[Excerpts from a point labeling dataset]

--- begin ---

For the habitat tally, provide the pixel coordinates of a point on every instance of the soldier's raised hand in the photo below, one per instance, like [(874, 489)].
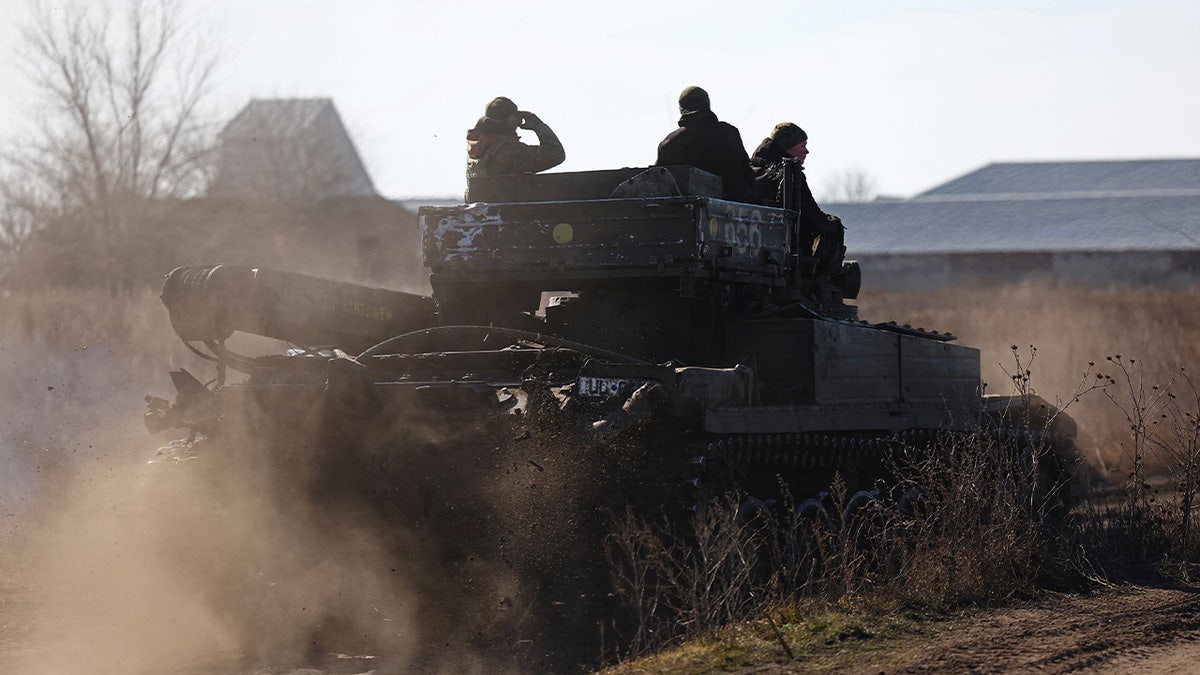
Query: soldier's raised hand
[(529, 119)]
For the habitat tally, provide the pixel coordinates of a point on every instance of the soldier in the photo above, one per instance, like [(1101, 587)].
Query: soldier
[(787, 144), (709, 144), (495, 149)]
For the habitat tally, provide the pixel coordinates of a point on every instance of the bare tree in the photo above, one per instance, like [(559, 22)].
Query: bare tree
[(120, 123), (852, 185)]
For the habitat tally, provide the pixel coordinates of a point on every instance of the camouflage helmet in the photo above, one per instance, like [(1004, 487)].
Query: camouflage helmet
[(501, 108), (491, 125), (694, 100), (786, 135)]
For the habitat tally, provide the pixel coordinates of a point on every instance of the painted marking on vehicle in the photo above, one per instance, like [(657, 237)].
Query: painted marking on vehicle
[(605, 387)]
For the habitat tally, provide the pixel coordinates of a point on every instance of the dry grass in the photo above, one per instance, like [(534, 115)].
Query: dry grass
[(976, 538)]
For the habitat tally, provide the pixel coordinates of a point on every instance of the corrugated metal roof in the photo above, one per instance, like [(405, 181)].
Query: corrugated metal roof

--- end ---

* _Objective_: Convert every line of the records above into a two-column Markdown table headed "Row" and "Record text," numbering the rows and leaving out blank lines. Omit the picture.

* _Result of this task_:
| Row | Record text |
|---|---|
| 1 | For the habitat tally, provide the pixel coordinates of a point on every instance of the soldier's raised hand in the photo below, one per instance, like [(874, 489)]. |
| 2 | Query: soldier's raised hand |
| 3 | [(529, 119)] |
| 4 | For the habitat tally, provide the pixel coordinates of a point on every instance of the soldier in the photo above, one per instance, like [(1101, 587)]. |
| 5 | Query: soldier |
| 6 | [(787, 144), (709, 144), (495, 149)] |
| 7 | For the habitat tally, provide the pixel coordinates of a point on every instance of the bare tree in the photo above, one per instance, like [(559, 22)]. |
| 8 | Query: bare tree |
| 9 | [(120, 123), (852, 185)] |
| 10 | For the habitat tally, provide the pixel coordinates of a point on every instance of the camouflage helmet in the photo above, one per instance, like [(1004, 487)]. |
| 11 | Query: camouflage helmet |
| 12 | [(501, 108), (491, 125), (694, 100), (786, 135)] |
| 13 | For the habitat tally, provide the pixel coordinates of a point on every instance of the painted marking on vehicle in the photo above, one per instance, like [(657, 237)]. |
| 14 | Query: painted marking on vehicle |
| 15 | [(605, 387)] |
| 16 | For the habitat tally, provide the pixel coordinates of a point on every instance of the dry grass in the photo above, one per instance, like [(534, 115)]. |
| 17 | Query: dry grass |
| 18 | [(976, 538)] |
| 19 | For the habitat tally, provide the pixel coordinates of a point on every instance of the corrugated metal roof in the photo above, one per instance, like [(405, 181)]. |
| 20 | Query: corrugated metal roof |